(Aim of the task): Turn every line of the material below into a JSON list of strings, one string per line, and leave out any blank lines.

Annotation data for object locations
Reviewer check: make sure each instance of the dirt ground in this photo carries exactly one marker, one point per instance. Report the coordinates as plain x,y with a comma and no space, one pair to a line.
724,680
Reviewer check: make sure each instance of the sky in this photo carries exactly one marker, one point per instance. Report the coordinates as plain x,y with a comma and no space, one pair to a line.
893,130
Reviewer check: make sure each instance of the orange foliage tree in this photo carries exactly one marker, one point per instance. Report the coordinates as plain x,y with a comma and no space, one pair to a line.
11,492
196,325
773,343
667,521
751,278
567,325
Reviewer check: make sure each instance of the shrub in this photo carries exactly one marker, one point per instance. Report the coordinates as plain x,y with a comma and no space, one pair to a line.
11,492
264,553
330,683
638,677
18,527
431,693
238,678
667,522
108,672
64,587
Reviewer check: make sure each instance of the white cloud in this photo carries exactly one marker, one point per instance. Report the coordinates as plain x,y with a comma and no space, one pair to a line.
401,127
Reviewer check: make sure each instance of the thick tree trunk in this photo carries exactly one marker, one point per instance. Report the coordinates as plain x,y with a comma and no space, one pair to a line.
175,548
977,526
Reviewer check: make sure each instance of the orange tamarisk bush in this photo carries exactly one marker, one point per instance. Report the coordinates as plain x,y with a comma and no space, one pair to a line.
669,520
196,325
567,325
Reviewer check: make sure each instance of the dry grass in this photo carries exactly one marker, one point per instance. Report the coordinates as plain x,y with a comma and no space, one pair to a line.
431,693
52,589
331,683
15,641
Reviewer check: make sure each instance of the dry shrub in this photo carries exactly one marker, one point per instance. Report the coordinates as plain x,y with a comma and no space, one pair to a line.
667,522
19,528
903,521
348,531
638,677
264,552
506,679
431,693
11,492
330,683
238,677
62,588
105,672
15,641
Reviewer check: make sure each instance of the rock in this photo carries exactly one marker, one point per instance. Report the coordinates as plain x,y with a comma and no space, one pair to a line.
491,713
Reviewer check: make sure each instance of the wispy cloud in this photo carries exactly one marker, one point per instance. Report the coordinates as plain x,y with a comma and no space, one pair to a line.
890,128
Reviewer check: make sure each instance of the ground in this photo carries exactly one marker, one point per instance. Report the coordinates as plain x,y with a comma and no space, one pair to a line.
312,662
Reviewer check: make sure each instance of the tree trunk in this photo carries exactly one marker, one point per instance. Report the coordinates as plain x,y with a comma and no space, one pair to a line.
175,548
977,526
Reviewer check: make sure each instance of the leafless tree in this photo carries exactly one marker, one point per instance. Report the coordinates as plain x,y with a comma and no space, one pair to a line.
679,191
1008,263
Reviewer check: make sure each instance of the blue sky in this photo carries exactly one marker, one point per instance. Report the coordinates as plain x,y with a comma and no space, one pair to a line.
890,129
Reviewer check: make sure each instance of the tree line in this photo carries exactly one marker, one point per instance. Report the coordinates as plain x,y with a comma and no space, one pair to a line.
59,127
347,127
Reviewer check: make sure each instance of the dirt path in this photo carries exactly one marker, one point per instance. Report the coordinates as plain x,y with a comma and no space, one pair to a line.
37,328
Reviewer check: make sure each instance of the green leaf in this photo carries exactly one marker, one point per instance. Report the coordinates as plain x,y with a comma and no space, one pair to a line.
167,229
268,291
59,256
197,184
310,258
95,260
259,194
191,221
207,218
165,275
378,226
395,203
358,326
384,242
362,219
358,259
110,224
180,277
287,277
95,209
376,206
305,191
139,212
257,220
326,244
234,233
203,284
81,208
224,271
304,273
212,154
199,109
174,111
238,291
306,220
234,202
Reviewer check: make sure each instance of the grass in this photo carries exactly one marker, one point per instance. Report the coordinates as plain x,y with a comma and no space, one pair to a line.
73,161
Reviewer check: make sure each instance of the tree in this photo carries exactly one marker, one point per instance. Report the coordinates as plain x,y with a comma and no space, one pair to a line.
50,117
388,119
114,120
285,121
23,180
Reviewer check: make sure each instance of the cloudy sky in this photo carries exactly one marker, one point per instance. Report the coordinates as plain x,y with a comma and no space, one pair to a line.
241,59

(Result):
[
  "Reviewer check: make sure each instance of the dirt ground in this photo carries exactly one marker, one point per instance. Report the coordinates as plain x,y with a comma and no space, one pair to a line.",
  "724,680",
  "Reviewer check: make sure each instance of the sky in this photo carries exactly one marker, one point per instance. Report the coordinates as plain x,y with a comma and no space, one pair to a line.",
  "893,130",
  "Reviewer check: make sure each instance of the orange foliage tree in this photo carries exactly one marker, one point per instance. Report the coordinates as plain x,y with a comma and no space, one pair to a line.",
  "11,492",
  "196,325",
  "773,343",
  "667,521",
  "751,278",
  "567,325",
  "Reviewer check: make sure each instance of the shrub in this photo carries exactly one marker, one point per instance. Report the coordinates as plain x,y with a comma and no space, one pair to a line.",
  "11,492",
  "264,553",
  "330,683",
  "638,677",
  "18,527",
  "431,693",
  "238,678",
  "667,522",
  "108,672",
  "64,587",
  "Reviewer check: make sure each instance of the white cloud in this photo carries exactly one marker, one point per instance. Report the coordinates as plain x,y with a comma and no space, one pair to a line.",
  "401,127",
  "Reviewer check: make sure each instance of the thick tree trunk in this photo carries exactly one marker, one point per instance. Report the coordinates as plain x,y with a comma and no space, one pair to a line.",
  "175,548",
  "977,526",
  "Reviewer check: make sure each instance of the orange tamarisk bush in this photo carries exactly one marker, one point per instance. Report the coordinates as plain x,y with a comma and no space, one pair to a line.",
  "669,520",
  "196,325",
  "567,325",
  "Reviewer check: make sure each instance of the dry grass in this photo carries exactly one marker, one point per instance. Report the coordinates as plain x,y with a comma and no space, one pair to a line.",
  "431,693",
  "52,589",
  "331,683",
  "15,641",
  "Reviewer check: make sure each instance of the dry shrub in this photo carries exactly one marker, one point per instance. Report the coordinates as plain x,y with a comma and no space, one pair to a line.",
  "667,522",
  "19,528",
  "903,521",
  "348,531",
  "638,677",
  "264,552",
  "506,679",
  "431,693",
  "11,492",
  "330,683",
  "238,677",
  "62,588",
  "105,672",
  "15,641",
  "Reviewer check: make sure each instance of the rock in this photo carries exactly one marker, one point per instance. Report the coordinates as plain x,y with a comma and no space, one pair to a line.",
  "491,713",
  "Reviewer check: make sure each instance of the wispy cloud in this photo carries exactly one marker, one point per instance. Report the coordinates as plain x,y with a comma and no space, one pair to a line.",
  "890,128",
  "Reviewer check: make sure each instance of the ground in this photo carries exactly one marker, one point per instance. Report the coordinates as plain x,y with a comma and no space, one pair to a line.",
  "312,662",
  "Reviewer check: make sure each instance of the tree trunk in this photo carries exactly one marker, one point per instance. Report the coordinates as plain x,y with a comma and no space, one pair to a line.",
  "175,548",
  "977,526",
  "Reviewer check: make sure each instance of the leafless tree in this photo carries exactly one marker, one point per instance. Report the coordinates as plain x,y with a comma and no space, one pair to a line.",
  "679,191",
  "1008,263",
  "Reviewer check: make sure each instance of the blue sky in this photo carries exactly one marker, one point per instance. Report the coordinates as plain x,y with a comma and no space, one pair to a line.",
  "890,129",
  "Reviewer check: make sure each instance of the tree line in this photo carries exactly one marker, one point per instance. Report the coordinates as plain x,y with a comma and no space, one pair to a line.",
  "59,127",
  "347,127",
  "Reviewer check: make sure each instance of the dirt path in this photo carries exactly one marker, one point per instance. Report the coordinates as plain x,y with a comma and no space, one pair to a line.",
  "37,328",
  "Reviewer check: make sure each instance of the green leaf in this photo carries exactly one marker, one point per instance. Report the coordinates as plain x,y with a comma and no space, one pair to a line.",
  "167,229",
  "268,291",
  "59,256",
  "197,184",
  "310,258",
  "95,260",
  "259,194",
  "191,221",
  "207,218",
  "165,275",
  "378,226",
  "395,203",
  "358,326",
  "384,242",
  "362,219",
  "358,259",
  "110,224",
  "180,277",
  "287,277",
  "95,209",
  "376,206",
  "305,191",
  "139,212",
  "257,220",
  "326,244",
  "234,233",
  "203,284",
  "81,208",
  "224,271",
  "304,273",
  "212,154",
  "199,109",
  "174,111",
  "238,291",
  "306,220",
  "234,202",
  "Reviewer check: make sure each instance of the grass in this photo carries exactly one marker, one point per instance. Report the coordinates as plain x,y with a comma and no space, one pair to a line.",
  "73,161",
  "Reviewer check: make sure each instance of the tree in this photo carries exactly one marker, one point per instance. Report the coordinates as plain x,y with a comma and no space, one pair to a line.",
  "50,117",
  "388,119",
  "114,120",
  "285,121",
  "23,180",
  "Reviewer check: make sure each instance of the cloudy sky in this photo carries exactly one marker, one point per instance. Report the coordinates as plain x,y with a comma and no space, one pair to a line.",
  "241,59"
]